Repeat all of the records verbatim.
## BEGIN DATA FOR PROCESSING
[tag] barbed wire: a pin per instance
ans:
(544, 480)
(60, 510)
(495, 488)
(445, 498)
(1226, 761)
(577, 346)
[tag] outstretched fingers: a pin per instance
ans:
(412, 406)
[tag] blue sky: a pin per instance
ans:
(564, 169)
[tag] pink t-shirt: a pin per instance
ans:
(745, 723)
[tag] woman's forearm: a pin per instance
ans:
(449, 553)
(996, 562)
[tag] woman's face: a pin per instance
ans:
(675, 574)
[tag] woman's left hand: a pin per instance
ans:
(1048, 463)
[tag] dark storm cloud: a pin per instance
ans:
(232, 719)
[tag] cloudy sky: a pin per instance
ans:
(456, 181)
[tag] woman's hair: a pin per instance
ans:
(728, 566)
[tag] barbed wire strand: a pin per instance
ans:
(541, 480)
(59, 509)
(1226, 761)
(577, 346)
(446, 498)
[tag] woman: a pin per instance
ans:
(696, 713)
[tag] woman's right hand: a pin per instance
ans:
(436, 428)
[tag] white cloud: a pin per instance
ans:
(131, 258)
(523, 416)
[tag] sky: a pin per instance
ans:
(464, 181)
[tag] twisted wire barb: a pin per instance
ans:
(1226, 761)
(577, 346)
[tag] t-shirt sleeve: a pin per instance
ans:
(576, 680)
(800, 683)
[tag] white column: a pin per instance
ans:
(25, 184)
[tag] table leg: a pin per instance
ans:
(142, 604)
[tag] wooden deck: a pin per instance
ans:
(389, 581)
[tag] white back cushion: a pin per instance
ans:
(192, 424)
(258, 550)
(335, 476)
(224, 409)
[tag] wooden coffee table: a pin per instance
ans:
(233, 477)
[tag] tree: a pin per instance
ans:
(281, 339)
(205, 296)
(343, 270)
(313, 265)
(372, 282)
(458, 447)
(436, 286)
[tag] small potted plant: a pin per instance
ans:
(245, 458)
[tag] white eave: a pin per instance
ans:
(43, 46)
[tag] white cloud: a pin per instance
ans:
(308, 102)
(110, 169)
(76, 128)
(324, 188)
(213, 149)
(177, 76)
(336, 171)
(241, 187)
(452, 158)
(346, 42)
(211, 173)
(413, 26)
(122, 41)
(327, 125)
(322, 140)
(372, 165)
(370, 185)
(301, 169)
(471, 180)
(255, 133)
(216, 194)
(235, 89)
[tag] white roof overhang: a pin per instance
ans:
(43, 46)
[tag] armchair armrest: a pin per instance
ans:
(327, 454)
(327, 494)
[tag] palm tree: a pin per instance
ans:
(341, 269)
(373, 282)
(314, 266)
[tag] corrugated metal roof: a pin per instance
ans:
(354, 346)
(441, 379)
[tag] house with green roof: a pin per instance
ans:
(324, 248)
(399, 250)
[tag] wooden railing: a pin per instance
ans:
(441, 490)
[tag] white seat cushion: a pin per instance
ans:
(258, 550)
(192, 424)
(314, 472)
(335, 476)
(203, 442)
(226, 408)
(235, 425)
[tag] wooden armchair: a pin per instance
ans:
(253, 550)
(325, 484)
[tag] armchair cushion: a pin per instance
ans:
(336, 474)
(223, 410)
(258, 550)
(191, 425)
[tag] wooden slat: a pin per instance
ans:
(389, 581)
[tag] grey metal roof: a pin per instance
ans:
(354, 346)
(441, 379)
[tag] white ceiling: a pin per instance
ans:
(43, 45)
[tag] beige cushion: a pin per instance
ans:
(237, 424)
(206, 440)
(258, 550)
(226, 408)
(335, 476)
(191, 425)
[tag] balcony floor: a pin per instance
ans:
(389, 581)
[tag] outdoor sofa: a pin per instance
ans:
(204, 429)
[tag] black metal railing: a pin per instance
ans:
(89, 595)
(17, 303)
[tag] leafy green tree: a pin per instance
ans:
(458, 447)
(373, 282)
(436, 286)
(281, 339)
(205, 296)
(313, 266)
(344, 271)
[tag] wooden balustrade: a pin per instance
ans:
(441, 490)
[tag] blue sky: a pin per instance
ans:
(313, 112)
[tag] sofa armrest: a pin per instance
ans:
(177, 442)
## END DATA FOR PROCESSING
THE ANSWER =>
[tag] barbed wire: a pin per instance
ans:
(544, 480)
(60, 510)
(495, 488)
(445, 498)
(1226, 761)
(577, 346)
[tag] outstretched fingers: a pin per instance
ans:
(412, 406)
[tag] blue sky: a pin per instance
ans:
(564, 169)
[tag] pink t-shirt: a pin per instance
ans:
(745, 723)
[tag] woman's forearm: a pin per instance
ans:
(449, 553)
(996, 562)
[tag] woman's face: a pin per instance
ans:
(675, 574)
[tag] woman's left hand: a pin per instance
ans:
(1048, 463)
[tag] dark storm cloud: a pin per instance
ans:
(232, 719)
[tag] cloudy sky: a pin per instance
ans:
(456, 181)
[tag] woman's hair: a pin per instance
ans:
(728, 566)
[tag] barbed wire strand: a pin per instance
ans:
(541, 480)
(59, 509)
(1226, 761)
(577, 346)
(446, 498)
[tag] woman: a pin per instance
ans:
(696, 713)
[tag] woman's right hand: a pin per instance
ans:
(436, 428)
[tag] white cloud: a pin per instance
ans:
(131, 258)
(523, 416)
[tag] sky: a pin per instance
ans:
(464, 181)
[tag] twisted wire barb: a pin per instance
ans:
(1226, 761)
(577, 346)
[tag] t-shirt sleeve: a pin per instance
ans:
(576, 680)
(800, 683)
[tag] white column: a pin per instance
ans:
(25, 184)
[tag] table leg: a pin per instance
ans:
(142, 604)
[tag] wooden deck: a pin per instance
ans:
(389, 581)
[tag] white back cushion: a pin per instance
ans:
(192, 424)
(258, 550)
(335, 476)
(224, 409)
[tag] wooden coffee table: a pin per instance
ans:
(233, 477)
[tag] tree: a pin per instance
ans:
(281, 339)
(205, 296)
(343, 270)
(313, 265)
(372, 282)
(458, 447)
(436, 286)
[tag] small potted plant: a pin per instance
ans:
(245, 458)
[tag] white eave: a pin per instance
ans:
(43, 46)
[tag] white cloud: a pin per instance
ans:
(308, 102)
(110, 169)
(76, 128)
(324, 188)
(213, 149)
(177, 76)
(336, 171)
(241, 187)
(452, 158)
(346, 42)
(211, 173)
(413, 26)
(122, 41)
(327, 125)
(322, 140)
(372, 165)
(370, 185)
(301, 169)
(471, 180)
(255, 133)
(216, 194)
(235, 89)
[tag] white roof overhang: a pin per instance
ans:
(43, 46)
[tag] armchair armrest: a pin per instance
ans:
(327, 454)
(327, 494)
[tag] palm tree: a pin per instance
ans:
(341, 269)
(373, 282)
(314, 266)
[tag] corrugated metal roof: a pin per instance
ans:
(354, 346)
(441, 379)
[tag] house with green roof: a pin per instance
ans:
(324, 248)
(399, 250)
[tag] wooden railing: a pin per instance
ans:
(441, 490)
[tag] white seat cushion: a pin per instance
ans:
(258, 550)
(192, 424)
(314, 472)
(335, 476)
(203, 442)
(226, 408)
(235, 425)
[tag] wooden armchair: a pin per instance
ans:
(253, 550)
(325, 484)
[tag] armchair cushion: a pin per instance
ans:
(336, 474)
(223, 410)
(258, 550)
(191, 425)
[tag] wooden slat: a pin per instance
ans:
(389, 581)
[tag] grey metal roof: a pin per instance
ans:
(354, 346)
(441, 379)
[tag] white ceiling: a pin per instance
ans:
(43, 45)
[tag] beige cushion: a pin per instance
ans:
(237, 424)
(206, 440)
(258, 550)
(226, 408)
(335, 476)
(191, 425)
[tag] balcony floor: a pin per instance
ans:
(389, 581)
[tag] outdoor sofa: a pin per instance
ans:
(204, 429)
[tag] black metal railing: a pin per instance
ans:
(89, 595)
(17, 303)
[tag] leafy green tree: a pin per instance
ans:
(458, 447)
(373, 282)
(436, 286)
(281, 339)
(205, 296)
(313, 266)
(344, 271)
[tag] wooden balustrade: a pin per instance
ans:
(441, 490)
[tag] blue sky: a pin per instance
ans:
(313, 112)
[tag] sofa armrest: a pin per instance
ans:
(177, 442)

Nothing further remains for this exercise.